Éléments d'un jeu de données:
==========

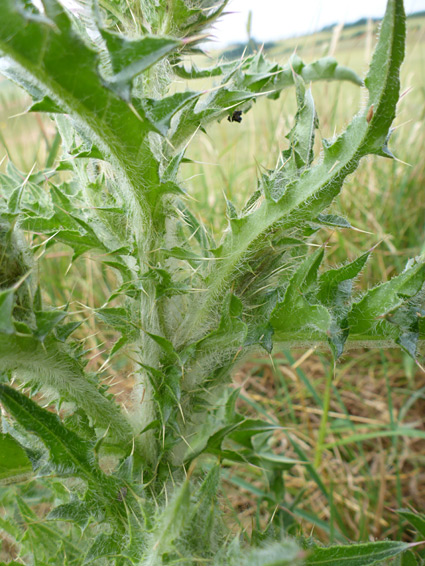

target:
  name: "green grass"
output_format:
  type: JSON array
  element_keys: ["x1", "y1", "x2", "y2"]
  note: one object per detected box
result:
[{"x1": 0, "y1": 13, "x2": 425, "y2": 552}]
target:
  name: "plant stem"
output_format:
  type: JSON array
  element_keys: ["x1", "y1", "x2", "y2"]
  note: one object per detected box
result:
[{"x1": 314, "y1": 364, "x2": 335, "y2": 469}]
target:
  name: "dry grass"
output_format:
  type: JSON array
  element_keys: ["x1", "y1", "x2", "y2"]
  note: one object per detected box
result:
[{"x1": 0, "y1": 12, "x2": 425, "y2": 541}]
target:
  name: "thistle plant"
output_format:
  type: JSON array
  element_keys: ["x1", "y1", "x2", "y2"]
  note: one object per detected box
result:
[{"x1": 0, "y1": 0, "x2": 425, "y2": 565}]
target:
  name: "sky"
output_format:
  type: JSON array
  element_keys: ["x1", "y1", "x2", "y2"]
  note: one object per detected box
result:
[{"x1": 214, "y1": 0, "x2": 425, "y2": 47}]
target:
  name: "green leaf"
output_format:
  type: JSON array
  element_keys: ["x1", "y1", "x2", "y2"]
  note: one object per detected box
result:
[
  {"x1": 0, "y1": 434, "x2": 32, "y2": 484},
  {"x1": 100, "y1": 29, "x2": 182, "y2": 101},
  {"x1": 270, "y1": 248, "x2": 331, "y2": 339},
  {"x1": 314, "y1": 214, "x2": 352, "y2": 228},
  {"x1": 397, "y1": 509, "x2": 425, "y2": 537},
  {"x1": 34, "y1": 310, "x2": 67, "y2": 342},
  {"x1": 46, "y1": 501, "x2": 93, "y2": 528},
  {"x1": 305, "y1": 541, "x2": 410, "y2": 566},
  {"x1": 83, "y1": 533, "x2": 121, "y2": 564},
  {"x1": 0, "y1": 385, "x2": 107, "y2": 484},
  {"x1": 317, "y1": 252, "x2": 371, "y2": 305},
  {"x1": 400, "y1": 550, "x2": 419, "y2": 566},
  {"x1": 149, "y1": 481, "x2": 190, "y2": 563},
  {"x1": 348, "y1": 259, "x2": 425, "y2": 334},
  {"x1": 287, "y1": 72, "x2": 317, "y2": 166}
]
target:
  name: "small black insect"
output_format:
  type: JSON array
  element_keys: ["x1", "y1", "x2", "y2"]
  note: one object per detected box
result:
[
  {"x1": 227, "y1": 110, "x2": 242, "y2": 124},
  {"x1": 117, "y1": 486, "x2": 127, "y2": 501}
]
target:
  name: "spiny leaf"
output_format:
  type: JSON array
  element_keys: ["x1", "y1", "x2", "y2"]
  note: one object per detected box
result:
[
  {"x1": 0, "y1": 434, "x2": 32, "y2": 484},
  {"x1": 100, "y1": 29, "x2": 182, "y2": 101},
  {"x1": 0, "y1": 385, "x2": 100, "y2": 481},
  {"x1": 348, "y1": 259, "x2": 425, "y2": 334}
]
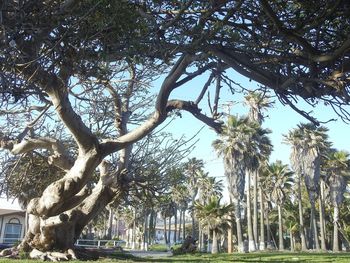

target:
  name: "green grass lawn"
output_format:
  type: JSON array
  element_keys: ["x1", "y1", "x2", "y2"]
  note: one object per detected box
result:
[{"x1": 0, "y1": 252, "x2": 350, "y2": 263}]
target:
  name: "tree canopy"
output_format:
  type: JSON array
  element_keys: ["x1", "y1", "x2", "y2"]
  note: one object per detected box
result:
[{"x1": 0, "y1": 0, "x2": 350, "y2": 258}]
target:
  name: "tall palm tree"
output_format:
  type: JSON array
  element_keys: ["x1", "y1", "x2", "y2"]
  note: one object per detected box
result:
[
  {"x1": 244, "y1": 91, "x2": 273, "y2": 249},
  {"x1": 185, "y1": 158, "x2": 204, "y2": 237},
  {"x1": 198, "y1": 172, "x2": 223, "y2": 250},
  {"x1": 287, "y1": 123, "x2": 330, "y2": 250},
  {"x1": 267, "y1": 161, "x2": 293, "y2": 250},
  {"x1": 326, "y1": 151, "x2": 350, "y2": 252},
  {"x1": 213, "y1": 116, "x2": 272, "y2": 251},
  {"x1": 212, "y1": 116, "x2": 247, "y2": 252},
  {"x1": 195, "y1": 195, "x2": 232, "y2": 254},
  {"x1": 284, "y1": 129, "x2": 307, "y2": 251}
]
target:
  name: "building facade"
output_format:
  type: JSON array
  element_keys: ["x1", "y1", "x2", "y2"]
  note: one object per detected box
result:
[{"x1": 0, "y1": 198, "x2": 26, "y2": 245}]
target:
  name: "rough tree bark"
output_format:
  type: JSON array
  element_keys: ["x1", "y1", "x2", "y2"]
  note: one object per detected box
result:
[{"x1": 0, "y1": 55, "x2": 226, "y2": 257}]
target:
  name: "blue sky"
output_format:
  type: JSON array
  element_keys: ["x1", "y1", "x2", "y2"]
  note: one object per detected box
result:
[{"x1": 156, "y1": 69, "x2": 350, "y2": 186}]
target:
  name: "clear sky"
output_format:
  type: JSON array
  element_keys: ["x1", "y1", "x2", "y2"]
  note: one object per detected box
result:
[{"x1": 156, "y1": 68, "x2": 350, "y2": 194}]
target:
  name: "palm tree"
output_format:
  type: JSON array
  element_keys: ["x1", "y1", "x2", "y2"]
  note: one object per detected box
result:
[
  {"x1": 171, "y1": 184, "x2": 190, "y2": 243},
  {"x1": 185, "y1": 158, "x2": 204, "y2": 237},
  {"x1": 213, "y1": 116, "x2": 272, "y2": 251},
  {"x1": 326, "y1": 151, "x2": 349, "y2": 252},
  {"x1": 198, "y1": 172, "x2": 223, "y2": 250},
  {"x1": 244, "y1": 125, "x2": 272, "y2": 251},
  {"x1": 195, "y1": 196, "x2": 232, "y2": 254},
  {"x1": 244, "y1": 91, "x2": 273, "y2": 249},
  {"x1": 212, "y1": 116, "x2": 247, "y2": 252},
  {"x1": 287, "y1": 123, "x2": 330, "y2": 250},
  {"x1": 284, "y1": 129, "x2": 307, "y2": 251},
  {"x1": 267, "y1": 161, "x2": 293, "y2": 250}
]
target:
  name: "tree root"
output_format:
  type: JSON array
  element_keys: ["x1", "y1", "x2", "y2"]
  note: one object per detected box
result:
[{"x1": 0, "y1": 247, "x2": 81, "y2": 262}]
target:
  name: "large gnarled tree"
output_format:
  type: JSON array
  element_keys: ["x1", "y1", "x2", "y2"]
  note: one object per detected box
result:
[{"x1": 0, "y1": 0, "x2": 350, "y2": 260}]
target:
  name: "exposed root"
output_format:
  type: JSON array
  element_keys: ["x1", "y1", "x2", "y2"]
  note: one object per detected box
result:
[{"x1": 0, "y1": 247, "x2": 85, "y2": 262}]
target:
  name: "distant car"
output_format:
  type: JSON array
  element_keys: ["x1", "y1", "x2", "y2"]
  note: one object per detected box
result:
[{"x1": 0, "y1": 244, "x2": 11, "y2": 250}]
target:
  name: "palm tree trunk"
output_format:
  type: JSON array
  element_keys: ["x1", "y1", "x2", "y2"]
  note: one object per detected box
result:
[
  {"x1": 131, "y1": 209, "x2": 136, "y2": 249},
  {"x1": 318, "y1": 180, "x2": 327, "y2": 251},
  {"x1": 266, "y1": 211, "x2": 271, "y2": 251},
  {"x1": 277, "y1": 204, "x2": 284, "y2": 251},
  {"x1": 298, "y1": 175, "x2": 307, "y2": 251},
  {"x1": 173, "y1": 207, "x2": 177, "y2": 244},
  {"x1": 247, "y1": 172, "x2": 256, "y2": 252},
  {"x1": 310, "y1": 198, "x2": 320, "y2": 251},
  {"x1": 259, "y1": 187, "x2": 265, "y2": 250},
  {"x1": 199, "y1": 226, "x2": 204, "y2": 252},
  {"x1": 253, "y1": 171, "x2": 259, "y2": 249},
  {"x1": 289, "y1": 228, "x2": 294, "y2": 252},
  {"x1": 211, "y1": 228, "x2": 218, "y2": 254},
  {"x1": 207, "y1": 226, "x2": 211, "y2": 253},
  {"x1": 333, "y1": 204, "x2": 339, "y2": 252},
  {"x1": 107, "y1": 207, "x2": 113, "y2": 239},
  {"x1": 164, "y1": 217, "x2": 168, "y2": 245},
  {"x1": 227, "y1": 213, "x2": 233, "y2": 254},
  {"x1": 235, "y1": 198, "x2": 244, "y2": 252},
  {"x1": 168, "y1": 216, "x2": 171, "y2": 245},
  {"x1": 177, "y1": 209, "x2": 182, "y2": 240},
  {"x1": 182, "y1": 210, "x2": 186, "y2": 240}
]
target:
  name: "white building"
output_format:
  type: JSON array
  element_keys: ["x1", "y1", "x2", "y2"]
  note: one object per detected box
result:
[{"x1": 0, "y1": 198, "x2": 26, "y2": 245}]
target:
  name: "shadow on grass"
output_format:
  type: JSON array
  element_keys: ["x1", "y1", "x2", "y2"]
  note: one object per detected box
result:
[{"x1": 108, "y1": 252, "x2": 350, "y2": 263}]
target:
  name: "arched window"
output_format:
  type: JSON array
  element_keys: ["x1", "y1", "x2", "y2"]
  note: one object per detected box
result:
[{"x1": 3, "y1": 217, "x2": 22, "y2": 244}]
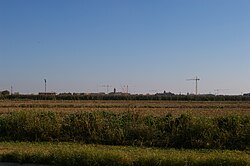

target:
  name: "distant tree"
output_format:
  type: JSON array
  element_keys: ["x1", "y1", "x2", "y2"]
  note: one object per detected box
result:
[{"x1": 1, "y1": 90, "x2": 10, "y2": 96}]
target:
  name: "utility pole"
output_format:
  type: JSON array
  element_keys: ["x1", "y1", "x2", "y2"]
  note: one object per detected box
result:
[
  {"x1": 187, "y1": 76, "x2": 200, "y2": 95},
  {"x1": 10, "y1": 86, "x2": 13, "y2": 95},
  {"x1": 44, "y1": 79, "x2": 47, "y2": 93}
]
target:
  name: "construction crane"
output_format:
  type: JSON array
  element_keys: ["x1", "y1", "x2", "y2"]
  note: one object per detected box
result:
[
  {"x1": 101, "y1": 85, "x2": 112, "y2": 94},
  {"x1": 187, "y1": 76, "x2": 200, "y2": 95}
]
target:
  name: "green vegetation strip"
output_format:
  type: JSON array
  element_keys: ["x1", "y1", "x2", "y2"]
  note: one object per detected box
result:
[
  {"x1": 0, "y1": 142, "x2": 250, "y2": 166},
  {"x1": 0, "y1": 112, "x2": 250, "y2": 150}
]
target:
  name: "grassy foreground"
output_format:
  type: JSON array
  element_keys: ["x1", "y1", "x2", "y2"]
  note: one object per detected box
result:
[
  {"x1": 0, "y1": 142, "x2": 250, "y2": 166},
  {"x1": 0, "y1": 112, "x2": 250, "y2": 150}
]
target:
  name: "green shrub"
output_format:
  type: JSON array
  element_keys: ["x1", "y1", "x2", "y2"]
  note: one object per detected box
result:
[{"x1": 0, "y1": 112, "x2": 250, "y2": 150}]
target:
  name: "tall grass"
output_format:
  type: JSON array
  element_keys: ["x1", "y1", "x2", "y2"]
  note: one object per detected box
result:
[
  {"x1": 0, "y1": 112, "x2": 250, "y2": 150},
  {"x1": 0, "y1": 142, "x2": 250, "y2": 166}
]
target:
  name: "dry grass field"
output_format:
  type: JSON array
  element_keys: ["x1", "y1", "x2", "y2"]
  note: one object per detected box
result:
[{"x1": 0, "y1": 100, "x2": 250, "y2": 117}]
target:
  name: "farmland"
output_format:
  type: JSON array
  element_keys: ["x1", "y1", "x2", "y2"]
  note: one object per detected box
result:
[
  {"x1": 0, "y1": 100, "x2": 250, "y2": 117},
  {"x1": 0, "y1": 100, "x2": 250, "y2": 165}
]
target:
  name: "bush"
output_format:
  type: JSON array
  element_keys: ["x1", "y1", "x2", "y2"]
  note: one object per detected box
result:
[{"x1": 0, "y1": 112, "x2": 250, "y2": 150}]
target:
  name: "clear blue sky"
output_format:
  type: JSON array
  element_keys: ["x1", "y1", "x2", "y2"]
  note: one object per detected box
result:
[{"x1": 0, "y1": 0, "x2": 250, "y2": 94}]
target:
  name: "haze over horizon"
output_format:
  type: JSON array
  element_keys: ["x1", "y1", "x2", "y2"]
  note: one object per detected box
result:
[{"x1": 0, "y1": 0, "x2": 250, "y2": 94}]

==========

CONSIGNES: Filtrez les lignes ci-dessus et recopiez chacune de celles qui contiennent la chaîne « green », en tenant compte de la casse.

CORRIGÉ:
  name: "green grass"
  name: "green leaf"
  name: "green grass lawn"
  name: "green vegetation strip"
  name: "green shrub"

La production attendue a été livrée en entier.